**What you are asked to do:** Every entry must be transcribed exactly as written.

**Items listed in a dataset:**
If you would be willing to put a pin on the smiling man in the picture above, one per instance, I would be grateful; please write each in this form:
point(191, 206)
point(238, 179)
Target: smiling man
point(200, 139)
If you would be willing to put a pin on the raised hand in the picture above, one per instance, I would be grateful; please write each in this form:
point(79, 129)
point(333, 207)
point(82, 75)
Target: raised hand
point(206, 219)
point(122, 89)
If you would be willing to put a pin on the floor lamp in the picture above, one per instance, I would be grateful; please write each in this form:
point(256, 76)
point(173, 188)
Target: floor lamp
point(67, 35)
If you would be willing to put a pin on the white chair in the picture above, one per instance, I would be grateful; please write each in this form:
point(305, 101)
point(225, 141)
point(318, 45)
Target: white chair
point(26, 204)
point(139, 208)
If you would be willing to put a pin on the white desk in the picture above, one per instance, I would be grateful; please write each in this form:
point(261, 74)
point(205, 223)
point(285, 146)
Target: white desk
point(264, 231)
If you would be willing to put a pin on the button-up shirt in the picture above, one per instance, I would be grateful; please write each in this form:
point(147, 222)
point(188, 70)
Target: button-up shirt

**Answer area:**
If you would be willing to put a pin on the smiling man in the picture above, one per instance, I would be grateful; please write each in this form:
point(191, 206)
point(238, 179)
Target: smiling man
point(200, 139)
If you would be willing to put a pin on the raised hand in the picture above, one per instance, I would be grateful; please write each in this form:
point(79, 129)
point(333, 207)
point(82, 75)
Target: raised hand
point(206, 219)
point(122, 89)
If you would be willing to put a pin on the floor lamp in the picture above, one per instance, I would be grateful; please write each in this form:
point(256, 76)
point(173, 188)
Target: floor lamp
point(67, 35)
If you would be willing to put a pin on the white chair in the picture above, one per instance, I would be grateful; please write each in this form:
point(305, 101)
point(225, 141)
point(318, 45)
Target: white chair
point(26, 204)
point(139, 208)
If you would be willing to put a pin on the white desk in the picture above, one per instance, I would be grateful; please write each in this form:
point(261, 74)
point(205, 223)
point(285, 146)
Target: white desk
point(264, 231)
If you would be willing to put a pin on the button-up shirt in the picture above, one per instance, I would be grateful; please write each in this form:
point(147, 222)
point(188, 70)
Target: button-up shirt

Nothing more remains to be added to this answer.